Page extract =>
----
For Fitch, there is not enough “Christus” in Christus Exemplar. 

Recently, Tony Jones launched a good addition to the atonement conversation in his little book, A Better AtonementHis primary aim, it seems, is to counter the necessary elements of original sin and a wrathful, punishing Father inherent to the Penal Substitutionary Atonement theory, which is currently heavily emphasized in neo-Reformed preaching and writing (Piper, Driscoll, et al.). I share Tony’s concerns about this so-called “gospel-centered” emphasis.

But his conclusion that a non-substitutionary atonement is the best way forward is problematic for me, not just scripturally, but for the reason Fitch describes in his quick missive on Facebook: we begin to lose the accomplishment of salvation in the life, death, and resurrection of Jesus.

Evangelicals have always leaned on a substitutionary kind of atonement. “He died for me, took my place, suffered the penalty I deserve, paid the price, and set me free” – this is the anthem evangelicals sing. The question is, does this substitutionary emphasis need to be jettisoned for a better kind of atonement?

Tony agrees with Scot McKnight in his book, A Community Called Atonement, that the historic theories of atonement are like golf clubs in a bag – different situations and contexts call us to lean on different theories at different times. But Scot’s book (in truth, one of my favorites) offers us a summary way to understand atonement in general that doesn’t risk losing any of the key elements. He says that atonement is best understood as “identification for incorporation.”
----
Rows =>
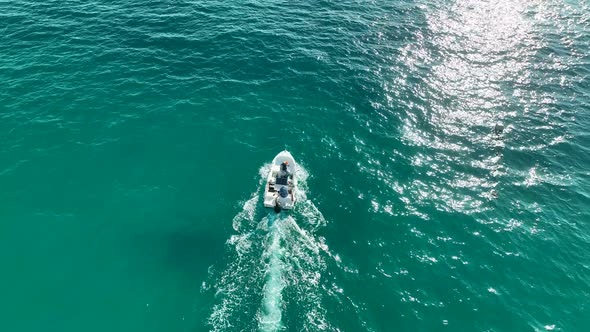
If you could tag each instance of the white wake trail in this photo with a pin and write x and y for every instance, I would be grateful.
(274, 268)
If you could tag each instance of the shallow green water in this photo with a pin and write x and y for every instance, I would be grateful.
(444, 149)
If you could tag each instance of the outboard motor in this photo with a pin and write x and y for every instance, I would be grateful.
(281, 200)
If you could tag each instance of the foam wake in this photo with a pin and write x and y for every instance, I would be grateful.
(271, 280)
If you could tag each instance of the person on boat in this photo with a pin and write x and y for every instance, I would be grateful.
(285, 169)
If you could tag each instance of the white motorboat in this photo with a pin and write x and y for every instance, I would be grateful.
(279, 192)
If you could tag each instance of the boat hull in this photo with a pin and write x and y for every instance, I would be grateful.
(278, 179)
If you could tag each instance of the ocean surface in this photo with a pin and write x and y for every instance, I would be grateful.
(444, 153)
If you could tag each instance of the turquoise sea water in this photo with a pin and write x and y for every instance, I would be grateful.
(445, 156)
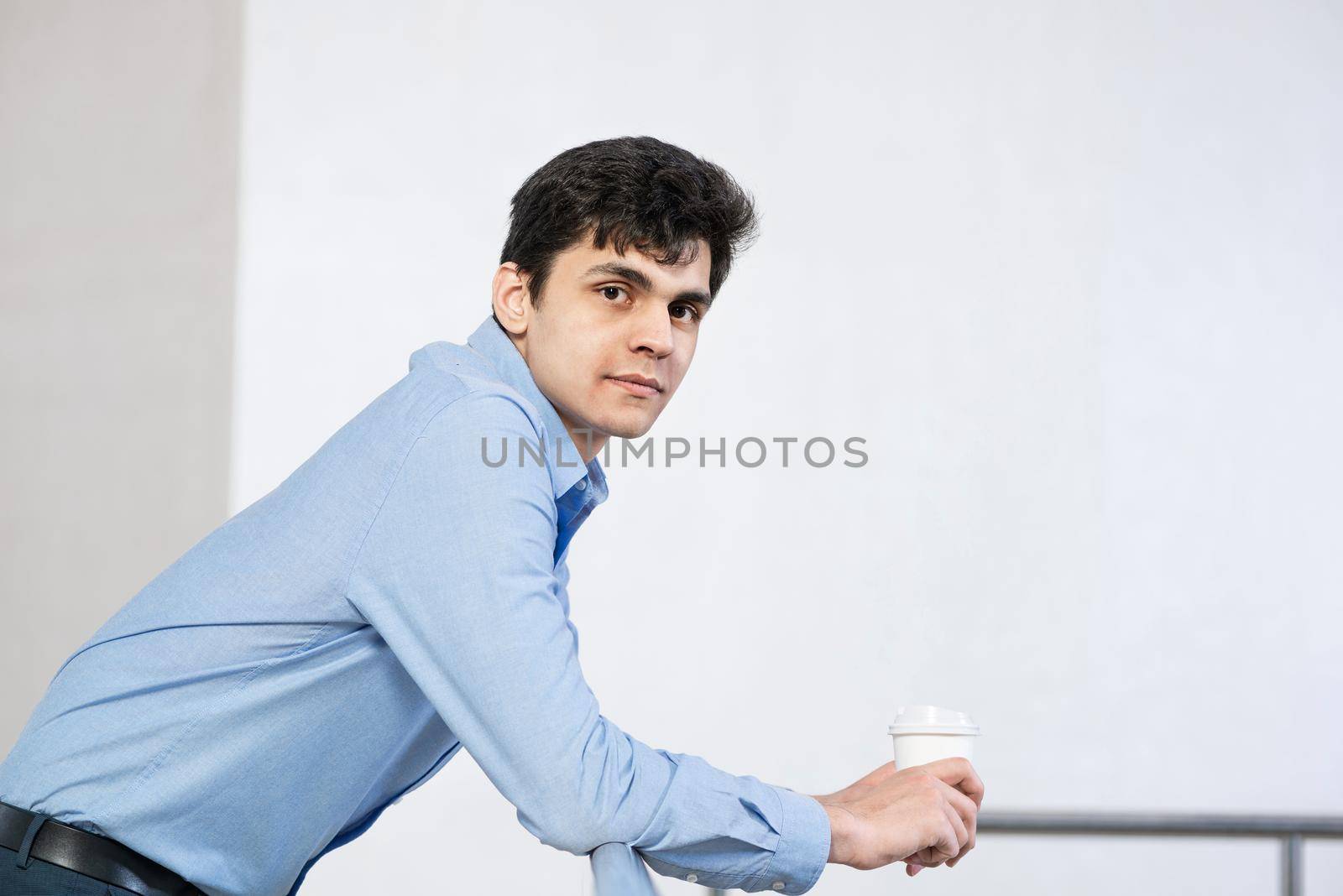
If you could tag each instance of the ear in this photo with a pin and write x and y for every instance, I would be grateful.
(512, 300)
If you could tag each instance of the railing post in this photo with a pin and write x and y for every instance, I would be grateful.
(1293, 866)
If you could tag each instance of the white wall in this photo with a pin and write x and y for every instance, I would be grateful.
(1071, 271)
(118, 185)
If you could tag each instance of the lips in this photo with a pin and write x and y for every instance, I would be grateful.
(640, 380)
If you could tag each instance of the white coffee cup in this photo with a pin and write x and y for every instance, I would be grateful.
(924, 734)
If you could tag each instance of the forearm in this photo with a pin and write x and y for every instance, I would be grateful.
(841, 826)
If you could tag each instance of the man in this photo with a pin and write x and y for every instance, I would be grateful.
(403, 595)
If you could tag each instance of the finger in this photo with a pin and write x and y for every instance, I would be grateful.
(958, 773)
(959, 829)
(974, 829)
(964, 804)
(944, 844)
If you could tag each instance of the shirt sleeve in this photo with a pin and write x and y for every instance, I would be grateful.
(458, 576)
----
Work to do =>
(1) Swap "salvation" for "redemption" and restate the atonement excerpt, everything from "But his conclusion" down to "kind of atonement?".
(2) In one to three sentences, explain why the writer of the atonement excerpt finds Tony Jones's conclusion that a non-substitutionary atonement is the best way forward problematic.
(3) Answer these questions from the atonement excerpt:
(a) What is the title of Tony Jones's book?
(b) What does Tony agree with Scot McKnight that the historic theories of atonement are like?
(c) According to Scot McKnight, how is atonement best understood?
Rely only on the text when you respond.

Results for the exercise =>
(1)
But his conclusion that a non-substitutionary atonement is the best way forward is problematic for me, not just scripturally, but for the reason Fitch describes in his quick missive on Facebook: we begin to lose the accomplishment of redemption in the life, death, and resurrection of Jesus.

Evangelicals have always leaned on a substitutionary kind of atonement. “He died for me, took my place, suffered the penalty I deserve, paid the price, and set me free” – this is the anthem evangelicals sing. The question is, does this substitutionary emphasis need to be jettisoned for a better kind of atonement?

(2) The writer finds it problematic scripturally. The writer also finds it problematic for the reason Fitch gives: it begins to lose the accomplishment of salvation in the life, death, and resurrection of Jesus.

(3)
(a) A Better Atonement
(b) Golf clubs in a bag
(c) As "identification for incorporation"